*TEXT EXTRACT*:
Related Families of Graphs
Interval graphs are chordal graphs and hence perfect graphs. Their complements belong to the class of comparability graphs, and the comparability relations are precisely the interval orders.
The interval graphs that have an interval representation in which every two intervals are either disjoint or nested are the trivially perfect graphs.
Proper interval graphs are interval graphs that have an interval representation in which no interval properly contains any other interval; unit interval graphs are the interval graphs that have an interval representation in which each interval has unit length. Every proper interval graph is a claw-free graph. However, the converse is not true. Every claw-free graph is not necessarily a proper interval graph. If the collection of segments in question is a set, i.e., no repetitions of segments is allowed, then the graph is unit interval graph if and only if it is proper interval graph.

*WHAT TO WORK ON*:
• a. In the saved data entries below, take the stretch from the line containing "Where can the rolled" through the last line of the entries and substitute "cupcake" for every occurrence of "muffin", keeping everything else unchanged.
• b. Continue the passage on interval graphs and their related graph families from its final sentence.

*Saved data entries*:

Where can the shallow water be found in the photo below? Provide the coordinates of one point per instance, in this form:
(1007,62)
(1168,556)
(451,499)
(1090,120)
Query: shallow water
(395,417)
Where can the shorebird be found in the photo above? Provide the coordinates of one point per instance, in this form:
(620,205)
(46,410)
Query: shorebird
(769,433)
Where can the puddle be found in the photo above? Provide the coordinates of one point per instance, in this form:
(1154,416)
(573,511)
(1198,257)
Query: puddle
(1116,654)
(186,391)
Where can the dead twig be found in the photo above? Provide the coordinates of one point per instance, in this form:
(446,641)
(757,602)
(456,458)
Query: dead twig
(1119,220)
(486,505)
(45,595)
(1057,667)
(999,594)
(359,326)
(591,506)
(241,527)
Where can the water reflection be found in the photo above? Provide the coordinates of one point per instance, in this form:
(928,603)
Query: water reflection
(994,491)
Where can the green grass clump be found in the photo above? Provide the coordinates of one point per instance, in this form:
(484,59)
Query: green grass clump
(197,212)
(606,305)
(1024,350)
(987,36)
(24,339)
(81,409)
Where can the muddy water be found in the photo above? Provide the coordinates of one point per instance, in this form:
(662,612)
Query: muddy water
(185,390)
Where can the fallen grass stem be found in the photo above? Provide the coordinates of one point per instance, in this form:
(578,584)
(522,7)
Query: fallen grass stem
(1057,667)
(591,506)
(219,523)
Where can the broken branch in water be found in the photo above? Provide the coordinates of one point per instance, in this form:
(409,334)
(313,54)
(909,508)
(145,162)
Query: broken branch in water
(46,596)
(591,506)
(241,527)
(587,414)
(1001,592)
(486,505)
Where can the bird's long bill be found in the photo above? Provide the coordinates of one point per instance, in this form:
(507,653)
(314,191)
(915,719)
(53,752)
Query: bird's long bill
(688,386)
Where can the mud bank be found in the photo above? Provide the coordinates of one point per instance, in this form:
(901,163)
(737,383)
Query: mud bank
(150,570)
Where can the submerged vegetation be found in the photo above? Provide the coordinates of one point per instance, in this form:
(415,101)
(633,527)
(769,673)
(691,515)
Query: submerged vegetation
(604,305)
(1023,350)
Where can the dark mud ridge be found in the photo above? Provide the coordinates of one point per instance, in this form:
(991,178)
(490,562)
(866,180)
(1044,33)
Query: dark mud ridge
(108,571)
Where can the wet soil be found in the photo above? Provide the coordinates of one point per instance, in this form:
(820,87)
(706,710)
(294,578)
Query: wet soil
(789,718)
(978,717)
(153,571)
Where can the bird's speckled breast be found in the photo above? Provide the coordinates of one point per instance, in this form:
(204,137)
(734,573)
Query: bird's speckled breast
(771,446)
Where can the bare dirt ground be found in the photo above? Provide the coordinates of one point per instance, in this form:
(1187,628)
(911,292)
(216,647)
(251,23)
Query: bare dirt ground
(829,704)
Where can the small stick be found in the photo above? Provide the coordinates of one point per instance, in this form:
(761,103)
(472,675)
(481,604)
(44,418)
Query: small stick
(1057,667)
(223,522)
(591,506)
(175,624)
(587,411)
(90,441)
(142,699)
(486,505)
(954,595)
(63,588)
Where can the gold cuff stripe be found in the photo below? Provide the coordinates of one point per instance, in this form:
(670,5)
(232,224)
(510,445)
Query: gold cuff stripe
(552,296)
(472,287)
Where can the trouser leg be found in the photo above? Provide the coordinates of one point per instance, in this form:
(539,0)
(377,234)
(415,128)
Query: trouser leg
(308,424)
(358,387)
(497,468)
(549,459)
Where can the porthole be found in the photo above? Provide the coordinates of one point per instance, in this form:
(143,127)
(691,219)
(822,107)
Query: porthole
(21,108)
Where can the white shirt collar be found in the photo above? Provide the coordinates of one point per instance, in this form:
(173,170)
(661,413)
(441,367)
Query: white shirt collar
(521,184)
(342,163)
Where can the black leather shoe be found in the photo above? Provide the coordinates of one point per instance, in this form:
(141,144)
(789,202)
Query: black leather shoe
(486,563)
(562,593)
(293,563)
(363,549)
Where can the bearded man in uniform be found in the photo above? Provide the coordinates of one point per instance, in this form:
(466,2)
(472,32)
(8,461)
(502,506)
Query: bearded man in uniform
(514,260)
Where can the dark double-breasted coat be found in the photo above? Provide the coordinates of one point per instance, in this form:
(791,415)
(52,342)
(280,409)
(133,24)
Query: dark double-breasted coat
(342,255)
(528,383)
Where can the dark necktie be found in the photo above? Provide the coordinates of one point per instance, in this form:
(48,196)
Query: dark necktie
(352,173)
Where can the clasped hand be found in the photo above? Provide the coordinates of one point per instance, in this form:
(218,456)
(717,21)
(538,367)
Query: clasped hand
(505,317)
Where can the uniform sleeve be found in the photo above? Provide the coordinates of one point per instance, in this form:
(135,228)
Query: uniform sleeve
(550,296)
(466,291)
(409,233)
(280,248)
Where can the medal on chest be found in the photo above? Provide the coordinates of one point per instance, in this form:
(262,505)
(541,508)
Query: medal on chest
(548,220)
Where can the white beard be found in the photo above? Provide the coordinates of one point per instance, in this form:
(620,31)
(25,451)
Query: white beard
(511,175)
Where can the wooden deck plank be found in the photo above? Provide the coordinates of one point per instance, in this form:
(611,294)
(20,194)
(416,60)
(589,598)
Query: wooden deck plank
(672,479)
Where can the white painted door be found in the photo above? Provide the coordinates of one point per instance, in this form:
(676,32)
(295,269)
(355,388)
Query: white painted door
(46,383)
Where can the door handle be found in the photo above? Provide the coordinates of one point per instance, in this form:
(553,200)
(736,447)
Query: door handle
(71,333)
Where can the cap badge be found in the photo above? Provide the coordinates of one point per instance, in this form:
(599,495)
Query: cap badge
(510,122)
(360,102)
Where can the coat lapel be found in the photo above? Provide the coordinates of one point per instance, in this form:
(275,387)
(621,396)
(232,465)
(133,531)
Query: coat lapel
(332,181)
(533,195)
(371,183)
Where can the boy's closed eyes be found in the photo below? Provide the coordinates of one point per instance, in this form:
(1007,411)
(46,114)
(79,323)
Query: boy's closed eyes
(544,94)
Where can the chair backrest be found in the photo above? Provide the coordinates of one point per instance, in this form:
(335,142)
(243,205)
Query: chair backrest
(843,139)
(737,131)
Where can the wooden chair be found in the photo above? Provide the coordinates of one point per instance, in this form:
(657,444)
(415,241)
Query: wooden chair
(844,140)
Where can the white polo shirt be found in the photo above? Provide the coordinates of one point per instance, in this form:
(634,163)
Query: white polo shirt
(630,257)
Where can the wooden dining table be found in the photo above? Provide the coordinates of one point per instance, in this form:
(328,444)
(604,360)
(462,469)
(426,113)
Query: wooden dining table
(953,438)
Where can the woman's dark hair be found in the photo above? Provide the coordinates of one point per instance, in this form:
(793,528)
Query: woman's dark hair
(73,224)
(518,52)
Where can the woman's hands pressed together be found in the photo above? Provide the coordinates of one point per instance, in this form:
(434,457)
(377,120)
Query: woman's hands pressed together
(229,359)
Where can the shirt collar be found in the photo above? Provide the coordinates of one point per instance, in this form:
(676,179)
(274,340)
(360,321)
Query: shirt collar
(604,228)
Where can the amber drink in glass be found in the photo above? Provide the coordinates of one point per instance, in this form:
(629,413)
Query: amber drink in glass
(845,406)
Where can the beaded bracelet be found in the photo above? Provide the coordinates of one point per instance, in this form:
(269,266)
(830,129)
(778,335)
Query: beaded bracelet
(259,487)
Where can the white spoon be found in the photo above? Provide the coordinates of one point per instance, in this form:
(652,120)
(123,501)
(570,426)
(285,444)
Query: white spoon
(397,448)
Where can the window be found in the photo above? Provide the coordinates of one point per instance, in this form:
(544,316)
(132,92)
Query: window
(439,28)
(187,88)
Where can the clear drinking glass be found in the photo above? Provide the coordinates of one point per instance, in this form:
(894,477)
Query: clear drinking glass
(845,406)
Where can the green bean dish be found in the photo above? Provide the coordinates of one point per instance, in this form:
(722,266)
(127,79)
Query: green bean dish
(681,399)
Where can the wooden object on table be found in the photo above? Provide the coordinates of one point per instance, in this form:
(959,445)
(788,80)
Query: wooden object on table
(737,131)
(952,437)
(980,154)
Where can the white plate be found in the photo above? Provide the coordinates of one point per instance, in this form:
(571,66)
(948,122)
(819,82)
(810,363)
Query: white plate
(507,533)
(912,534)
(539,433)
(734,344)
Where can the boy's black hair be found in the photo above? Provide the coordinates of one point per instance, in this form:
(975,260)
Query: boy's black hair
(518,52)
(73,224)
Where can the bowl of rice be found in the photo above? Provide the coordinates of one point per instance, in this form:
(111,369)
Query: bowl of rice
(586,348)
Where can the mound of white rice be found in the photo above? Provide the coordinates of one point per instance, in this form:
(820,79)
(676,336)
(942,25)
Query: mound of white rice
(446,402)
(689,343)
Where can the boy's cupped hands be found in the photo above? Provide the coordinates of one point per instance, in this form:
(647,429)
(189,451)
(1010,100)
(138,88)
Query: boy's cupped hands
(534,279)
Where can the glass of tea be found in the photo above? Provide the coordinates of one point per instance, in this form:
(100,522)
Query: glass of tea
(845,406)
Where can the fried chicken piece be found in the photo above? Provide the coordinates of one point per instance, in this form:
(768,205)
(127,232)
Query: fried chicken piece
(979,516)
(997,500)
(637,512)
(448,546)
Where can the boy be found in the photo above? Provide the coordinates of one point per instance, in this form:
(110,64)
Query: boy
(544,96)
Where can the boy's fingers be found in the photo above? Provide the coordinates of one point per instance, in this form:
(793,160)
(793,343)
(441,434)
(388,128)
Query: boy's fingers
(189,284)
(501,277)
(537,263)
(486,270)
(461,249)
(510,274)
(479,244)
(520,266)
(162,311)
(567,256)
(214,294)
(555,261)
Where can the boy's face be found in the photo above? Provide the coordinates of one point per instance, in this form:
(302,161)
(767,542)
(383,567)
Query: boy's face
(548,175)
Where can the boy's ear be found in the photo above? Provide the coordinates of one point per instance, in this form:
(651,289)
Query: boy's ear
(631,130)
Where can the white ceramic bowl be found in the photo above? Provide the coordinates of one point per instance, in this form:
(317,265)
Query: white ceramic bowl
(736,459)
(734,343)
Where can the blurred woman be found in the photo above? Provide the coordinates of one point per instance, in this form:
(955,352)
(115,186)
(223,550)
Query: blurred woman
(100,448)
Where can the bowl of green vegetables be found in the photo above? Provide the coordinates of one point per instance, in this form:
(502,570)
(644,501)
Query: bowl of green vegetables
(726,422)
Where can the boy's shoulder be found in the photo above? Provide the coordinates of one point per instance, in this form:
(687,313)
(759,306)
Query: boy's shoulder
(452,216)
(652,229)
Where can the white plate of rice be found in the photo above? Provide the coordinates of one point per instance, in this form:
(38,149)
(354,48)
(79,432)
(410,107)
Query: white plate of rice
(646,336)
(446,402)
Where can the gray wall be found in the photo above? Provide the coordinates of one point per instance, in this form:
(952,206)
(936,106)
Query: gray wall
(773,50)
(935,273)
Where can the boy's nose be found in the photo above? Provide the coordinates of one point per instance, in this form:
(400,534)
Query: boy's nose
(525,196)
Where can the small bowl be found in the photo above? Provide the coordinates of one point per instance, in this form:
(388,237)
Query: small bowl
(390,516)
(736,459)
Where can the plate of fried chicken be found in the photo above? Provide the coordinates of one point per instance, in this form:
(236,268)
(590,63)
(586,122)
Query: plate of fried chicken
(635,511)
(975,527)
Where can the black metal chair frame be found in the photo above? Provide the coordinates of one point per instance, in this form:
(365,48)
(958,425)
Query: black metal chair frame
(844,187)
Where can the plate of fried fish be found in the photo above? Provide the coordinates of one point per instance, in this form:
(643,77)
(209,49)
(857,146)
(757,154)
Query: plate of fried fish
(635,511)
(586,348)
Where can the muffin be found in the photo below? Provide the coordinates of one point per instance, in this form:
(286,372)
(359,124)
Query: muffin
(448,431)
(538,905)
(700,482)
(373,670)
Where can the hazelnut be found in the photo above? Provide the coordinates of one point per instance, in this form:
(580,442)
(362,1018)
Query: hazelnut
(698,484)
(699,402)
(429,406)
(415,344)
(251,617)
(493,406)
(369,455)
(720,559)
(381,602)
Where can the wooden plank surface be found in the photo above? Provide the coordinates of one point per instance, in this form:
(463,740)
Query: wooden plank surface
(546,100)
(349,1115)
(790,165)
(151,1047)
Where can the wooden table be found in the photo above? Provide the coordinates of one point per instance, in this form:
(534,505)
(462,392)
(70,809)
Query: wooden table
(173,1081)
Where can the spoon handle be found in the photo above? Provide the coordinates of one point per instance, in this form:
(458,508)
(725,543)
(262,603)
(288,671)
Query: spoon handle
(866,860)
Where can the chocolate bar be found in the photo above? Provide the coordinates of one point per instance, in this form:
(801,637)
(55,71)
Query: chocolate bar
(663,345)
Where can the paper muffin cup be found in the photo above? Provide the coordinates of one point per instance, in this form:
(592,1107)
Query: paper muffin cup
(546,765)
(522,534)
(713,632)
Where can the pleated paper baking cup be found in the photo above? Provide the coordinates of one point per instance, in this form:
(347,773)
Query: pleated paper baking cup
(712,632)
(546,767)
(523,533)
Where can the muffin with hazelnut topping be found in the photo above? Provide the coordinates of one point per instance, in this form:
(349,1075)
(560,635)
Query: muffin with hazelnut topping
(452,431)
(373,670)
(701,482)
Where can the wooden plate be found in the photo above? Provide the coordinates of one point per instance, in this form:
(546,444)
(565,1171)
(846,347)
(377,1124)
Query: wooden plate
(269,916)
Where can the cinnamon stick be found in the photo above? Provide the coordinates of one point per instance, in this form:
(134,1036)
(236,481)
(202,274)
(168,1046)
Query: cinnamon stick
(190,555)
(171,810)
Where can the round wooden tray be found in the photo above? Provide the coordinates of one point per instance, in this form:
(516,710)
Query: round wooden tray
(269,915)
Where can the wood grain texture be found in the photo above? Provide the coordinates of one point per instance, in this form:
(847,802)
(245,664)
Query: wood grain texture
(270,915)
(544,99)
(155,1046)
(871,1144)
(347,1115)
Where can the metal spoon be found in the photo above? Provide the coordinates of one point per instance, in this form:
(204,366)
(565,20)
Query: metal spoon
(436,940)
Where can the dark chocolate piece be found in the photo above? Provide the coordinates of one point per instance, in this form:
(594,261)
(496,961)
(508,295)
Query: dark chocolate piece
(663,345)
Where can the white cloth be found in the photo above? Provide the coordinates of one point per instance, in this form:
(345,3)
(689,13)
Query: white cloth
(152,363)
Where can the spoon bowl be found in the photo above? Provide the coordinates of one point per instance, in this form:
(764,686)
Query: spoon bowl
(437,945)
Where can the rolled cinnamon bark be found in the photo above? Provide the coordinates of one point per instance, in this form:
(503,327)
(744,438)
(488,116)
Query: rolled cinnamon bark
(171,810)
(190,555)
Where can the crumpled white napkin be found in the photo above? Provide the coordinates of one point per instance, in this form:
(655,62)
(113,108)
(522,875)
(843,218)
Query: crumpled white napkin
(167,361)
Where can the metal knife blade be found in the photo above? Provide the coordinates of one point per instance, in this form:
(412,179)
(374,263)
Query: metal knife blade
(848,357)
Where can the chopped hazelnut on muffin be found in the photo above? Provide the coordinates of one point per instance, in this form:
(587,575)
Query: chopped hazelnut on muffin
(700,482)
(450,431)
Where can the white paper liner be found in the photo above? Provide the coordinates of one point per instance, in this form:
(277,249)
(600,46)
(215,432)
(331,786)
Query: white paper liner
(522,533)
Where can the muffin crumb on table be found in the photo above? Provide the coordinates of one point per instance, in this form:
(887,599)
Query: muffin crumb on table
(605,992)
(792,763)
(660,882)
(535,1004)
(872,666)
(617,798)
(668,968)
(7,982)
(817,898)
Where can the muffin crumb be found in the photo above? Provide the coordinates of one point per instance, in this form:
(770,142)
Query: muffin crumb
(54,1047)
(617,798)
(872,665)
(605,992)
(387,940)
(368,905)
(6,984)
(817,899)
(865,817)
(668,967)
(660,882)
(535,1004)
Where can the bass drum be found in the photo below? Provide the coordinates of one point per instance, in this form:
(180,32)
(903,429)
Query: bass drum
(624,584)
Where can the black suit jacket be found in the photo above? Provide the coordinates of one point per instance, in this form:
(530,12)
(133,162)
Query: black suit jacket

*REPLIES*:
• a.
Where can the rolled cinnamon bark be found in the photo above? Provide the coordinates of one point per instance, in this form:
(503,327)
(744,438)
(488,116)
Query: rolled cinnamon bark
(171,810)
(190,555)
Where can the crumpled white napkin be found in the photo above? Provide the coordinates of one point per instance, in this form:
(655,62)
(113,108)
(522,875)
(843,218)
Query: crumpled white napkin
(167,361)
Where can the metal knife blade be found in the photo above? Provide the coordinates of one point per instance, in this form:
(412,179)
(374,263)
Query: metal knife blade
(848,357)
Where can the chopped hazelnut on cupcake be found in the photo above? Provide the coordinates of one point per instance, in this form:
(587,575)
Query: chopped hazelnut on cupcake
(700,482)
(450,431)
Where can the white paper liner be found in the photo above? Provide the coordinates of one point per instance, in this form:
(277,249)
(600,46)
(215,432)
(331,786)
Query: white paper liner
(522,533)
Where can the cupcake crumb on table be found in the photo above? Provide the coordinates of one point per instance, in this form:
(887,599)
Query: cupcake crumb on table
(605,992)
(792,763)
(660,882)
(535,1004)
(872,666)
(617,798)
(668,968)
(7,982)
(817,898)
Where can the cupcake crumb be found in the photo above? Provide the coordinates of one point per instance, in this form:
(770,142)
Query: cupcake crumb
(54,1047)
(617,798)
(872,665)
(605,992)
(387,940)
(368,905)
(6,984)
(817,899)
(865,817)
(668,967)
(660,882)
(535,1004)
Where can the bass drum be found in the photo below? Provide the coordinates of one point per instance, in this form:
(180,32)
(903,429)
Query: bass drum
(624,584)
Where can the black suit jacket be found in the photo above? Provide the coordinates of one point per instance, in this form:
(530,12)
(133,162)
Query: black suit jacket

• b.
The intersection graphs of arcs of a circle form circular-arc graphs, a class of graphs that contains the interval graphs. The trapezoid graphs, intersections of trapezoids whose parallel sides all lie on the same two parallel lines, are also a generalization of the interval graphs.
The pathwidth of an interval graph is one less than the size of its maximum clique (or equivalently, one less than its chromatic number), and the pathwidth of any graph G is the same as the smallest pathwidth of an interval graph that contains G as a subgraph.
The connected triangle-free interval graphs are exactly the caterpillar trees.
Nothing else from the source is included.